The problem:
Copy every one of the entries below word for word, leaving out the pictures.
——
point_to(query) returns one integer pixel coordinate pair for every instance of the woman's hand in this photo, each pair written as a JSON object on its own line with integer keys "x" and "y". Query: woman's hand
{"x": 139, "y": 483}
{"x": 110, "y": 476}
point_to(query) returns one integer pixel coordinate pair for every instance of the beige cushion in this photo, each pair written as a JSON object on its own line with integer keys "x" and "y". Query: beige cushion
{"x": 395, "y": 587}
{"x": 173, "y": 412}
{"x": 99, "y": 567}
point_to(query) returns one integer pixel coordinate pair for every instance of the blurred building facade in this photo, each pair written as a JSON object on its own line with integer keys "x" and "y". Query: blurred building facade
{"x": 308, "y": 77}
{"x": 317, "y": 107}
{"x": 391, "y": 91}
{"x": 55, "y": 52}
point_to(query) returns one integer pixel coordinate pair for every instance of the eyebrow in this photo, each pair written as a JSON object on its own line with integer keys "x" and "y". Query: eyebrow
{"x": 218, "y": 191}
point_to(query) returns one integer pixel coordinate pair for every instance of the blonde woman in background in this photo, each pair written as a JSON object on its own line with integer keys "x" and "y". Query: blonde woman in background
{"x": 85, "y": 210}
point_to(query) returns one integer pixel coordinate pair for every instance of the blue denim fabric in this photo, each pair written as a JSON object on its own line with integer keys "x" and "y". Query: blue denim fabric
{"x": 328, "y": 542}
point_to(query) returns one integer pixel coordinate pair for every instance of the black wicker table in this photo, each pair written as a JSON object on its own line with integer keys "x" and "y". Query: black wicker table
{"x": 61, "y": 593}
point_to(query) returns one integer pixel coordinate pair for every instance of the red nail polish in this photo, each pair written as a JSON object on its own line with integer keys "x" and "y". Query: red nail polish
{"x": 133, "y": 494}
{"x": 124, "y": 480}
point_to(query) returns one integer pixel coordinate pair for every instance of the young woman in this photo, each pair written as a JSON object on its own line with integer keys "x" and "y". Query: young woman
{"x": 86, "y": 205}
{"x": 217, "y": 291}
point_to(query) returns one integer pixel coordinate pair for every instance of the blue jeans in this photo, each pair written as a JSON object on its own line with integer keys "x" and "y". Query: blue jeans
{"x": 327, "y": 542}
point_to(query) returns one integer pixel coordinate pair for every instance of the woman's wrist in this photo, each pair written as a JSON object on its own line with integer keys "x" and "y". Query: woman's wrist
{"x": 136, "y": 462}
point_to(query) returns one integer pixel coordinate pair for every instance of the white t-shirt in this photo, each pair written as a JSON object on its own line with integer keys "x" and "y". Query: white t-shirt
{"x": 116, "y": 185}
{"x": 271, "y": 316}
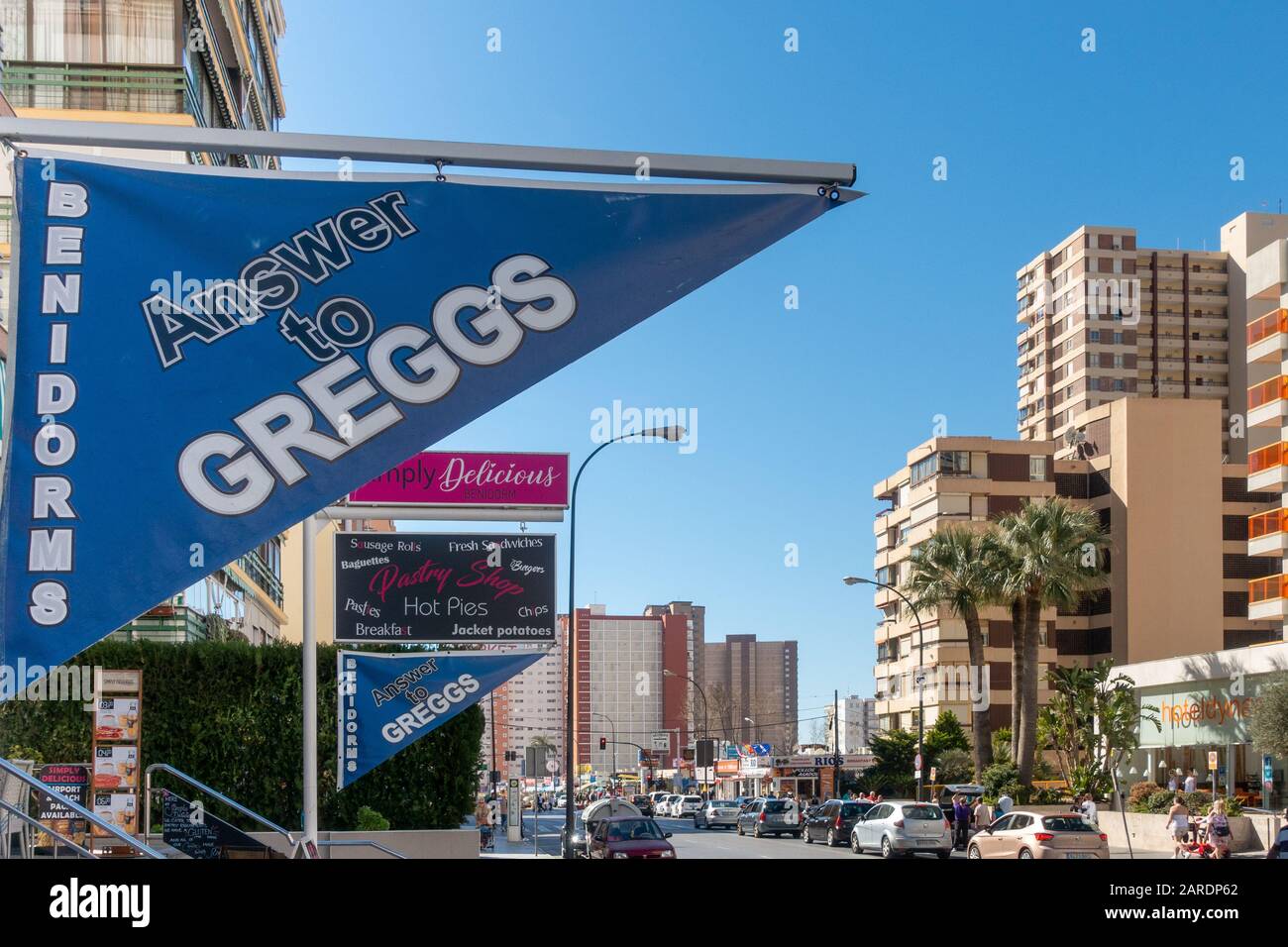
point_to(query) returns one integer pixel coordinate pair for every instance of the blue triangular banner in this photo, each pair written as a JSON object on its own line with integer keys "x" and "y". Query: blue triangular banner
{"x": 386, "y": 702}
{"x": 204, "y": 357}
——
Task solution:
point_to(query) returns one integer pixel coordinate pair for every instance of the woman's hand in this photo, each pair written as a JSON object on its own line with integer keys "x" and "y". Query: woman's hand
{"x": 139, "y": 483}
{"x": 110, "y": 476}
point_to(query) returns one integer pixel coordinate pair for every instance of the beige cushion in this photo, each pair written as a JSON object on its own line with integer keys "x" and "y". Query: beige cushion
{"x": 395, "y": 587}
{"x": 173, "y": 412}
{"x": 99, "y": 567}
point_to(query) returns one integer pixel coordinate pair for every instance of the blurred building facade in this photo, each pair written as a JSON object on its own line with integer keys "x" and "y". Query: blurred building facade
{"x": 308, "y": 77}
{"x": 317, "y": 107}
{"x": 391, "y": 91}
{"x": 55, "y": 52}
point_to(query) returns one integer pixel coordinate pair for every instance of the eyebrow in this photo, each pair written as a JSON object on its own line with integer keys "x" and "y". Query: eyebrow
{"x": 218, "y": 191}
point_to(query) returns one integer pixel coordinate pair for every instance of the blonde woman in background in this photo, each pair written as a JSON object on its own line with integer keys "x" and "y". Query: blonde woman in background
{"x": 85, "y": 210}
point_to(query) returns one integer pixel coordinate pair for every instance of the blue denim fabric in this photo, each pair written as a JSON object on its own line with integer keys "x" and "y". Query: blue denim fabric
{"x": 328, "y": 542}
point_to(query) returns one integer pixel coordinate pair for every instance of the black wicker table in this photo, each pair written as a JSON object on its own line with integer keys "x" and "y". Query: black wicker table
{"x": 61, "y": 593}
point_to(query) returns one integer pixel coordinate pair for every instance of the red nail polish in this photo, each pair written as a JSON object on its own line with integer keys "x" and "y". Query: red nail polish
{"x": 133, "y": 494}
{"x": 124, "y": 480}
point_to(query) returns one integer pixel coordinate pair for every instance of the young woman in this photo, each pair written as a JSON object on its own line with integer keys "x" and "y". Query: young woman
{"x": 86, "y": 205}
{"x": 217, "y": 291}
point_to(query) returns one integer pixel coordinate pair for every instance of the blue jeans in this photo, each pair written as a JSON object on its own line with integer keys "x" and "y". Query: blue jeans
{"x": 327, "y": 542}
point_to(query) returns one integer pixel coordinate pair for every instance of the woman's wrist in this photo, each pair written as a JSON object on its own line with integer keys "x" and "y". Query: woman's wrist
{"x": 136, "y": 462}
point_to(query) returns one integer pixel coordinate pair for every instance of the white t-shirt in this photo, each pair written as a JSON object on its own line with integer keys "x" and "y". Query: white t-shirt
{"x": 116, "y": 185}
{"x": 271, "y": 316}
point_to(query) returns one integer pixel coordinate pair for every instance of the blue triangular banner in this photo, each pair written as a JSON object on its own line with integer keys "x" and "y". Query: blue triangular banner
{"x": 386, "y": 702}
{"x": 204, "y": 357}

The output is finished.